Please copy all of the data that follows exactly, leaving any pictures out.
** Available records follows **
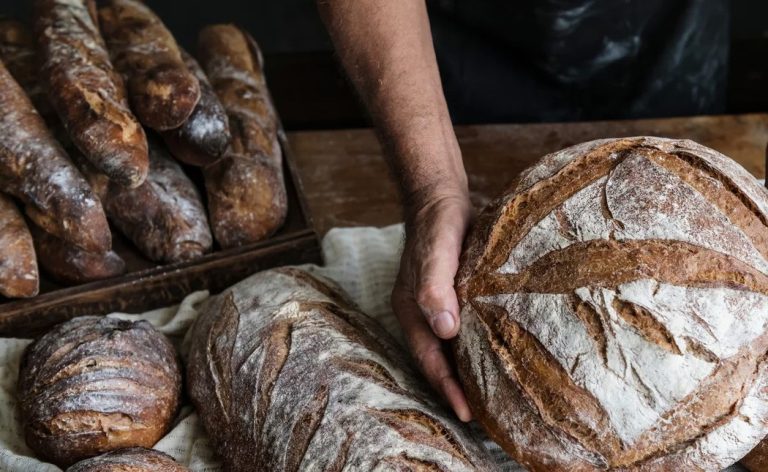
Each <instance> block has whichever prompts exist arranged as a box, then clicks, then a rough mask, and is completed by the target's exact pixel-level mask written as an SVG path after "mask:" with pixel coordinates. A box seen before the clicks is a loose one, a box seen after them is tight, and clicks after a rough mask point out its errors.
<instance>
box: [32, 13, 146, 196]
mask: <svg viewBox="0 0 768 472" xmlns="http://www.w3.org/2000/svg"><path fill="white" fill-rule="evenodd" d="M92 11H93V2H92V1H89V0H71V1H66V2H64V1H60V0H37V1H36V15H35V30H36V36H37V38H38V45H39V51H40V54H41V57H40V61H41V66H42V68H41V77H42V80H43V82H44V85H45V86H46V88H47V90H48V96H49V99H50V101H51V104H52V105H53V108H54V109H55V110H56V111H57V113H58V115H59V117H60V118H61V121H62V122H63V123H64V126H65V127H66V129H67V132H68V133H69V136H70V138H71V139H72V142H73V143H74V144H75V146H77V148H78V149H80V151H81V152H82V153H83V154H84V155H85V156H86V158H88V160H89V161H90V162H91V163H92V164H93V165H94V166H95V167H96V168H97V169H99V171H101V172H103V173H104V174H106V175H107V176H109V178H110V179H112V180H114V181H115V182H117V183H118V184H120V185H123V186H126V187H136V186H138V185H140V184H141V183H142V182H144V179H146V177H147V172H148V168H149V158H148V154H147V141H146V137H145V135H144V130H143V129H142V127H141V125H140V124H139V122H138V120H137V119H136V117H135V116H133V113H131V111H130V109H129V107H128V101H127V100H126V97H125V89H124V85H123V81H122V79H121V78H120V76H119V75H118V74H117V72H115V70H114V68H113V67H112V64H111V63H110V61H109V55H108V54H107V51H106V46H105V45H104V40H103V39H102V38H101V35H100V33H99V30H98V27H97V24H96V22H95V20H94V18H93V16H92Z"/></svg>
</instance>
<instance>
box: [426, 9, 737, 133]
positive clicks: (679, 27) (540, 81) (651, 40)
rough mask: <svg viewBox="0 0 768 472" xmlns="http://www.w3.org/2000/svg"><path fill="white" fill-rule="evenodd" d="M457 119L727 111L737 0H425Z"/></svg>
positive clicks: (448, 92) (635, 114) (596, 117)
mask: <svg viewBox="0 0 768 472" xmlns="http://www.w3.org/2000/svg"><path fill="white" fill-rule="evenodd" d="M428 6H429V12H430V18H431V23H432V34H433V37H434V40H435V50H436V52H437V57H438V62H439V64H440V70H441V75H442V78H443V85H444V87H445V92H446V98H447V99H448V104H449V107H450V110H451V115H452V117H453V119H454V121H455V122H457V123H479V122H504V121H506V122H512V121H515V122H526V121H569V120H588V119H615V118H641V117H662V116H681V115H692V114H707V113H719V112H723V111H724V110H725V91H726V90H725V89H726V80H727V61H728V49H729V25H730V4H729V1H728V0H517V1H504V0H434V1H428Z"/></svg>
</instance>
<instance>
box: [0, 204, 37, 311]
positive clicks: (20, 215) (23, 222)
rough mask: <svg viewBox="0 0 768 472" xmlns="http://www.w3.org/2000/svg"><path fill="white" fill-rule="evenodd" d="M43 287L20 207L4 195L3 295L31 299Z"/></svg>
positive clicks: (33, 251)
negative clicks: (27, 298)
mask: <svg viewBox="0 0 768 472" xmlns="http://www.w3.org/2000/svg"><path fill="white" fill-rule="evenodd" d="M39 288H40V276H39V274H38V272H37V260H36V255H35V248H34V246H33V245H32V235H30V233H29V228H27V223H26V222H25V221H24V217H23V216H21V213H19V210H18V209H17V208H16V204H15V203H14V202H13V201H11V199H10V198H8V197H7V196H5V195H3V194H0V294H2V295H4V296H6V297H11V298H28V297H34V296H35V295H37V292H38V290H39Z"/></svg>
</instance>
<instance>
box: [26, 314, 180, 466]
mask: <svg viewBox="0 0 768 472" xmlns="http://www.w3.org/2000/svg"><path fill="white" fill-rule="evenodd" d="M180 394H181V373H180V370H179V364H178V360H177V357H176V352H175V350H174V348H173V346H172V345H171V343H170V341H168V339H167V338H166V337H165V336H163V335H162V334H161V333H159V332H158V331H156V330H155V329H154V328H153V327H152V325H150V324H149V323H148V322H146V321H138V322H131V321H125V320H118V319H115V318H107V317H98V316H84V317H80V318H74V319H72V320H69V321H67V322H66V323H62V324H60V325H58V326H56V327H55V328H54V329H53V330H51V331H49V332H48V333H46V334H45V335H43V336H42V337H40V338H39V339H37V340H36V341H35V342H33V343H32V344H30V345H29V346H28V347H27V349H26V351H25V352H24V356H23V357H22V361H21V367H20V371H19V384H18V396H19V400H20V412H21V417H22V422H23V425H24V437H25V439H26V442H27V445H29V447H30V448H31V449H32V450H33V451H35V453H36V454H37V455H38V456H40V457H41V458H43V459H45V460H47V461H50V462H53V463H55V464H57V465H60V466H68V465H70V464H73V463H75V462H77V461H79V460H82V459H85V458H87V457H92V456H96V455H98V454H101V453H104V452H107V451H112V450H116V449H121V448H125V447H131V446H143V447H151V446H153V445H154V444H155V443H156V442H157V441H158V440H159V439H160V438H161V437H163V435H165V433H166V432H167V431H168V429H169V428H170V426H171V422H172V421H173V418H174V416H175V414H176V409H177V407H178V404H179V395H180Z"/></svg>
** End of Available records **
• **Response to this exercise**:
Each <instance> block has whichever prompts exist arranged as a box, then clicks, then a rough mask, and is completed by the target's exact pixel-level mask written as an SVG path after "mask:" with pixel coordinates. A box seen before the clicks is a loose one, a box seen after them is tight, and clicks after a rough mask point out its errors.
<instance>
box: [32, 13, 146, 196]
mask: <svg viewBox="0 0 768 472" xmlns="http://www.w3.org/2000/svg"><path fill="white" fill-rule="evenodd" d="M92 11H93V2H92V1H89V0H71V1H66V2H64V1H60V0H37V1H36V15H35V30H36V36H37V38H38V45H39V51H40V54H41V57H40V61H41V66H42V68H41V77H42V80H43V82H44V85H45V86H46V88H47V90H48V96H49V99H50V101H51V104H52V105H53V108H54V109H55V110H56V111H57V113H58V115H59V117H60V118H61V121H62V122H63V123H64V126H65V127H66V129H67V132H68V133H69V136H70V138H71V139H72V142H73V143H74V144H75V146H77V148H78V149H80V151H81V152H82V153H83V154H84V155H85V156H86V158H88V160H89V161H90V162H91V163H92V164H93V165H94V166H95V167H96V168H97V169H99V171H101V172H103V173H104V174H106V175H107V176H109V178H110V179H112V180H114V181H115V182H117V183H118V184H120V185H123V186H126V187H136V186H138V185H140V184H141V183H142V182H144V179H146V177H147V172H148V168H149V158H148V154H147V141H146V137H145V135H144V130H143V129H142V127H141V125H140V124H139V122H138V120H137V119H136V117H135V116H133V113H131V111H130V109H129V107H128V101H127V100H126V97H125V89H124V85H123V81H122V79H121V78H120V76H119V75H118V74H117V72H115V70H114V68H113V67H112V64H111V63H110V61H109V55H108V54H107V51H106V46H105V45H104V40H103V39H102V38H101V35H100V33H99V30H98V27H97V24H96V22H95V20H94V18H93V16H92Z"/></svg>
</instance>
<instance>
box: [426, 9, 737, 133]
positive clicks: (679, 27) (540, 81) (651, 40)
rough mask: <svg viewBox="0 0 768 472" xmlns="http://www.w3.org/2000/svg"><path fill="white" fill-rule="evenodd" d="M457 119L727 111L737 0H425Z"/></svg>
positive clicks: (448, 92) (635, 114) (596, 117)
mask: <svg viewBox="0 0 768 472" xmlns="http://www.w3.org/2000/svg"><path fill="white" fill-rule="evenodd" d="M428 6H429V12H430V18H431V23H432V34H433V37H434V40H435V50H436V52H437V57H438V62H439V64H440V70H441V75H442V78H443V85H444V87H445V92H446V98H447V99H448V104H449V107H450V110H451V115H452V117H453V119H454V121H455V122H457V123H479V122H504V121H506V122H512V121H515V122H526V121H569V120H588V119H615V118H641V117H662V116H681V115H692V114H707V113H719V112H723V111H724V110H725V91H726V90H725V89H726V80H727V61H728V49H729V25H730V4H729V1H728V0H517V1H504V0H434V1H428Z"/></svg>
</instance>
<instance>
box: [0, 204, 37, 311]
positive clicks: (20, 215) (23, 222)
rough mask: <svg viewBox="0 0 768 472" xmlns="http://www.w3.org/2000/svg"><path fill="white" fill-rule="evenodd" d="M43 287L20 207L4 195L3 295L31 299Z"/></svg>
positive clicks: (33, 251)
negative clicks: (27, 298)
mask: <svg viewBox="0 0 768 472" xmlns="http://www.w3.org/2000/svg"><path fill="white" fill-rule="evenodd" d="M39 288H40V276H39V274H38V272H37V260H36V255H35V248H34V246H33V245H32V235H30V233H29V228H27V223H26V222H25V221H24V217H23V216H21V213H19V210H18V209H17V208H16V204H15V203H14V202H13V201H11V199H10V198H8V197H7V196H5V195H3V194H0V294H2V295H4V296H6V297H11V298H28V297H34V296H35V295H37V292H38V290H39Z"/></svg>
</instance>
<instance>
box: [26, 314, 180, 466]
mask: <svg viewBox="0 0 768 472" xmlns="http://www.w3.org/2000/svg"><path fill="white" fill-rule="evenodd" d="M180 394H181V373H180V370H179V364H178V360H177V357H176V352H175V350H174V348H173V346H172V345H171V343H170V341H168V339H167V338H166V337H165V336H163V335H162V334H161V333H159V332H158V331H156V330H155V329H154V328H153V327H152V325H150V324H149V323H148V322H146V321H138V322H131V321H125V320H118V319H115V318H107V317H98V316H84V317H80V318H74V319H72V320H69V321H67V322H66V323H62V324H60V325H58V326H56V327H55V328H54V329H53V330H51V331H49V332H48V333H46V334H45V335H43V336H42V337H40V338H39V339H37V340H36V341H35V342H33V343H32V344H30V345H29V346H28V347H27V349H26V351H25V352H24V356H23V357H22V361H21V367H20V371H19V384H18V396H19V400H20V412H21V417H22V422H23V425H24V437H25V439H26V442H27V445H29V447H30V448H31V449H32V450H33V451H35V453H36V454H37V455H38V456H40V457H41V458H43V459H45V460H47V461H50V462H53V463H55V464H57V465H60V466H68V465H70V464H73V463H75V462H77V461H79V460H82V459H85V458H87V457H92V456H96V455H98V454H101V453H104V452H107V451H112V450H116V449H121V448H125V447H131V446H143V447H151V446H153V445H154V444H155V443H156V442H157V441H158V440H159V439H160V438H161V437H163V435H165V433H166V432H167V431H168V429H169V428H170V426H171V422H172V421H173V418H174V416H175V414H176V409H177V407H178V404H179V395H180Z"/></svg>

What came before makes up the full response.